* **Aim of the task**:
Please pull out every line of the records that contains the word "brown", paying attention to case.

——

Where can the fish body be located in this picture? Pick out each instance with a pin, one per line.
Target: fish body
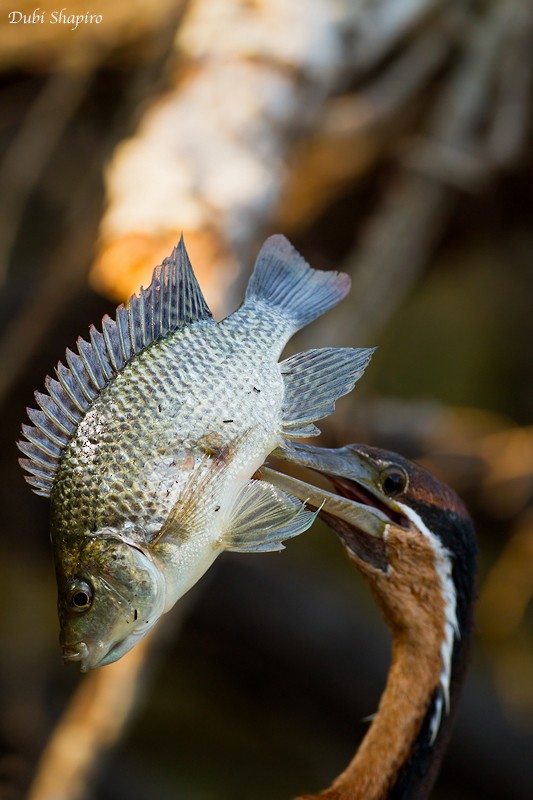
(149, 440)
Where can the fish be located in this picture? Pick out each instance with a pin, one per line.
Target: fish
(149, 439)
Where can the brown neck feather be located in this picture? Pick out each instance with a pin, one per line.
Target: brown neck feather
(415, 613)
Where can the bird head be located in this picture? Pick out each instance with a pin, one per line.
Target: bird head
(409, 533)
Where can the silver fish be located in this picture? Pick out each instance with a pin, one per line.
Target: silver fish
(149, 440)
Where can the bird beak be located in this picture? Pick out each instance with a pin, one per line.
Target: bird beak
(357, 508)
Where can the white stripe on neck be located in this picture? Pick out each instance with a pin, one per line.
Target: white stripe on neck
(443, 564)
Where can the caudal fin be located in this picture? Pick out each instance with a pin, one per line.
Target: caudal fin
(284, 281)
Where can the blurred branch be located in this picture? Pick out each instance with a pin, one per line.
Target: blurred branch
(26, 158)
(401, 235)
(96, 717)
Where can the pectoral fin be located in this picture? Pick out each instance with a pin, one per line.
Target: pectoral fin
(262, 517)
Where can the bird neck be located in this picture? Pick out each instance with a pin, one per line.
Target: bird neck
(388, 745)
(399, 757)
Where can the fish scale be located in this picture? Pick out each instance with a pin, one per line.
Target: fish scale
(148, 441)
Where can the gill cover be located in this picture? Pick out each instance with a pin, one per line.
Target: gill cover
(111, 600)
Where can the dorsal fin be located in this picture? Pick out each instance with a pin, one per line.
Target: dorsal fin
(172, 300)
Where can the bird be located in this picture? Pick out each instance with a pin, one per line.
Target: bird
(413, 541)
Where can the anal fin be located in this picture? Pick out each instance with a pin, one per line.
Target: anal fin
(262, 517)
(314, 380)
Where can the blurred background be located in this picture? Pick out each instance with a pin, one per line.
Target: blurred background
(390, 140)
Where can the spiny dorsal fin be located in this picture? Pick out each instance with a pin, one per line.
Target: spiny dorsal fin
(172, 300)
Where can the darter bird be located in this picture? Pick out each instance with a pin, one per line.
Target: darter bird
(412, 539)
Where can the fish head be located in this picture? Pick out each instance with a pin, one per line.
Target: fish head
(110, 599)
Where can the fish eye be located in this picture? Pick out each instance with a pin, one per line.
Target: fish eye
(80, 596)
(394, 481)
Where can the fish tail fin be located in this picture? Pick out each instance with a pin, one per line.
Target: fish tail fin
(288, 286)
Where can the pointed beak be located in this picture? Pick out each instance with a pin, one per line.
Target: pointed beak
(356, 508)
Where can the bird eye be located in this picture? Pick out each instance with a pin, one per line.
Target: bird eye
(81, 596)
(394, 481)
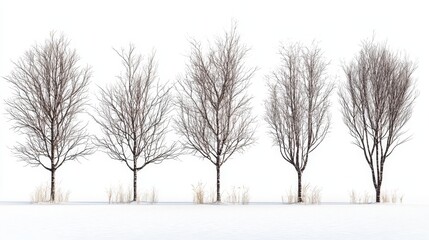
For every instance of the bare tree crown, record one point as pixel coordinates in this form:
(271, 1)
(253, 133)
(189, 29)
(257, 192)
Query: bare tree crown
(376, 102)
(49, 91)
(297, 107)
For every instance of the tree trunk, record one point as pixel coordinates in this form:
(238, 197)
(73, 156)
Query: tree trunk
(52, 199)
(299, 187)
(135, 186)
(377, 193)
(218, 200)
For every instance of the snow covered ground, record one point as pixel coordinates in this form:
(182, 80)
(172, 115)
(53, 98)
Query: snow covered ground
(217, 222)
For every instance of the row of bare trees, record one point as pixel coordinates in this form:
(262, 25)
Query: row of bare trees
(213, 106)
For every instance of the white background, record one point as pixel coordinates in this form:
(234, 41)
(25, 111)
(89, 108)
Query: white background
(337, 166)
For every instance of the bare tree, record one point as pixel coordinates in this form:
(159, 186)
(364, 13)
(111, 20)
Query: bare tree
(214, 110)
(133, 115)
(377, 101)
(297, 108)
(49, 92)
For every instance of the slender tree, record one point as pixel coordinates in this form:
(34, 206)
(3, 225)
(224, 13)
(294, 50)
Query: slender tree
(297, 107)
(214, 110)
(49, 91)
(376, 102)
(133, 116)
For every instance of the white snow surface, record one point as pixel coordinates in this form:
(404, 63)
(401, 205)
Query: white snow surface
(217, 222)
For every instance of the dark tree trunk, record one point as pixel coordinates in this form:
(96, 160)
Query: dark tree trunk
(135, 186)
(52, 186)
(377, 193)
(218, 200)
(299, 187)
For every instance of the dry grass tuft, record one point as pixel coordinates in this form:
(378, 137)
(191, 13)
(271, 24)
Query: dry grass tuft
(238, 195)
(42, 194)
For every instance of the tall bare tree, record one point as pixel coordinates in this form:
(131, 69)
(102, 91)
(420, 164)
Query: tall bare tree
(49, 91)
(133, 115)
(214, 109)
(297, 107)
(376, 102)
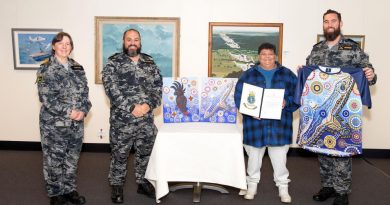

——

* **Output of the exercise**:
Where can the brown neck feather be located in this picture? Pick out each instance with a pin, one per line.
Target: brown neck feather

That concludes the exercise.